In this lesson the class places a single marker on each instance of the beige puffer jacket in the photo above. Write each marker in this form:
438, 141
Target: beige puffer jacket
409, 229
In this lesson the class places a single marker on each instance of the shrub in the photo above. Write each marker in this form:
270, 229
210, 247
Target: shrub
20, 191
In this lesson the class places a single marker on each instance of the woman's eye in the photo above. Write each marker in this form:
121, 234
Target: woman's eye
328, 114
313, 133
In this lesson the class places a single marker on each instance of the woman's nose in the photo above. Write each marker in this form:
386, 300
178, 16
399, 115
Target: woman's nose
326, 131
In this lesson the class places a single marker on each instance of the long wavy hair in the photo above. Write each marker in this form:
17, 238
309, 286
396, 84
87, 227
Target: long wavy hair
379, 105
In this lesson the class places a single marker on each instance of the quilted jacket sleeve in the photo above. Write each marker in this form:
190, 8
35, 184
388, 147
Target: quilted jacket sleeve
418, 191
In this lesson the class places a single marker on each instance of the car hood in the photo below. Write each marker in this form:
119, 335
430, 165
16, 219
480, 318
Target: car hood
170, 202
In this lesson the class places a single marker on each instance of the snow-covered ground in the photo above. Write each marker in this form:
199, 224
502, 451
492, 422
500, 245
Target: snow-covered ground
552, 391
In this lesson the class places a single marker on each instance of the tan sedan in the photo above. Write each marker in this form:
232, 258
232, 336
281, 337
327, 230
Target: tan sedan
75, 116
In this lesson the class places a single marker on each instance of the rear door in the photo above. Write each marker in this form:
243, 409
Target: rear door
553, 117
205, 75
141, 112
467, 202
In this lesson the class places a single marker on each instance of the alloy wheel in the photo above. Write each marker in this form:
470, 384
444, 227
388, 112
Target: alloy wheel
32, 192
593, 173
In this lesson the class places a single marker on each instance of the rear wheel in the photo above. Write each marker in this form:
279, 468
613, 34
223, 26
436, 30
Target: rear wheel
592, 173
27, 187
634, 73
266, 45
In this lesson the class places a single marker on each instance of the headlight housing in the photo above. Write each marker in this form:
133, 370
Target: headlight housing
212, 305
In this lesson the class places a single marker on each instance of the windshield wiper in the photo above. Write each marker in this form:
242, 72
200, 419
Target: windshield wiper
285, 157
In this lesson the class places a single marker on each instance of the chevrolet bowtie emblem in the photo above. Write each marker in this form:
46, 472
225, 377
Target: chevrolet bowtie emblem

^^^^^^^^^^^^^^^^

#### Short exercise
Rewrite every line of the material above as a Markdown table with two columns, "No." and "Text". Put a running row number in the first column and the line itself in the second, and leave out any blank lines.

#### Complete response
| No. | Text |
|---|---|
| 1 | In this lesson the class places a single marker on each instance of the beige puffer jacket in the photo above. Write each marker in this form: |
| 2 | 438, 141 |
| 3 | Target: beige puffer jacket |
| 4 | 409, 229 |
| 5 | In this lesson the class places a single marker on each instance of the shrub in the photo above. Write each marker in this form: |
| 6 | 270, 229 |
| 7 | 210, 247 |
| 8 | Target: shrub |
| 9 | 20, 191 |
| 10 | In this lesson the class places a single marker on each instance of the woman's eye in the photo above. Write each marker in this form: |
| 11 | 121, 234 |
| 12 | Target: woman's eye |
| 13 | 328, 114 |
| 14 | 313, 133 |
| 15 | In this lesson the class places a single marker on each instance of the woman's nose in the photo above. Write each marker in this form: |
| 16 | 386, 300 |
| 17 | 178, 16 |
| 18 | 399, 115 |
| 19 | Target: woman's nose |
| 20 | 326, 131 |
| 21 | In this lesson the class places a single marker on each instance of the long wavy hair in the photo above. Write each marker in this form: |
| 22 | 17, 238 |
| 23 | 309, 286 |
| 24 | 396, 84 |
| 25 | 87, 227 |
| 26 | Target: long wavy hair |
| 27 | 379, 105 |
| 28 | In this lesson the class places a single marker on each instance of the quilted jacket sleeve in the photo above. Write each marker in this form: |
| 29 | 190, 8 |
| 30 | 35, 184 |
| 31 | 388, 147 |
| 32 | Target: quilted jacket sleeve |
| 33 | 418, 191 |
| 34 | In this lesson the class places a single marker on each instance of the car hood in the photo below. Write each marker in this form: |
| 35 | 119, 335 |
| 36 | 430, 165 |
| 37 | 16, 219 |
| 38 | 480, 318 |
| 39 | Target: car hood |
| 40 | 170, 202 |
| 41 | In this lesson the class places a single marker on each instance of the snow-covered ground in the photo above. Write each marker in this form: |
| 42 | 199, 224 |
| 43 | 502, 451 |
| 44 | 492, 422 |
| 45 | 500, 245 |
| 46 | Target: snow-covered ground |
| 47 | 552, 391 |
| 48 | In this lesson the class places a single marker on each instance of the tan sedan in the photo above. Write each marker in this form: |
| 49 | 232, 258 |
| 50 | 232, 336 |
| 51 | 281, 337 |
| 52 | 327, 230 |
| 53 | Target: tan sedan |
| 54 | 75, 116 |
| 55 | In this lesson the class places a single marker on each instance of the rear door in the photo above. Write each marker in this form: |
| 56 | 243, 409 |
| 57 | Target: rear door |
| 58 | 553, 117 |
| 59 | 205, 75 |
| 60 | 141, 112 |
| 61 | 467, 202 |
| 62 | In this lesson the class places a single marker on each instance of the alloy wheel in the photo above. Write each marker in this form: |
| 63 | 470, 384 |
| 64 | 444, 227 |
| 65 | 388, 112 |
| 66 | Target: alloy wheel |
| 67 | 32, 192 |
| 68 | 593, 173 |
| 69 | In this lesson the class places a single marker on each instance of the rear wheel in the photo above. Write each marker in this form: |
| 70 | 279, 468 |
| 71 | 613, 34 |
| 72 | 223, 26 |
| 73 | 436, 30 |
| 74 | Target: rear wheel |
| 75 | 592, 173 |
| 76 | 27, 187 |
| 77 | 634, 73 |
| 78 | 266, 45 |
| 79 | In this lesson the class places a single marker on each instance of the headlight housing in the photo above. Write each marker in this form: |
| 80 | 133, 370 |
| 81 | Target: headlight housing |
| 82 | 212, 305 |
| 83 | In this lesson the class places a single marker on each instance of the windshield wiper in the photo above. Write each marker in this form: |
| 84 | 242, 72 |
| 85 | 200, 419 |
| 86 | Target: windshield wiper |
| 87 | 285, 157 |
| 88 | In this lesson the class places a single marker on each instance of the chevrolet bowtie emblem in the photo above. Write each marker in this form: |
| 89 | 46, 472 |
| 90 | 225, 377 |
| 91 | Target: chevrolet bowtie emblem |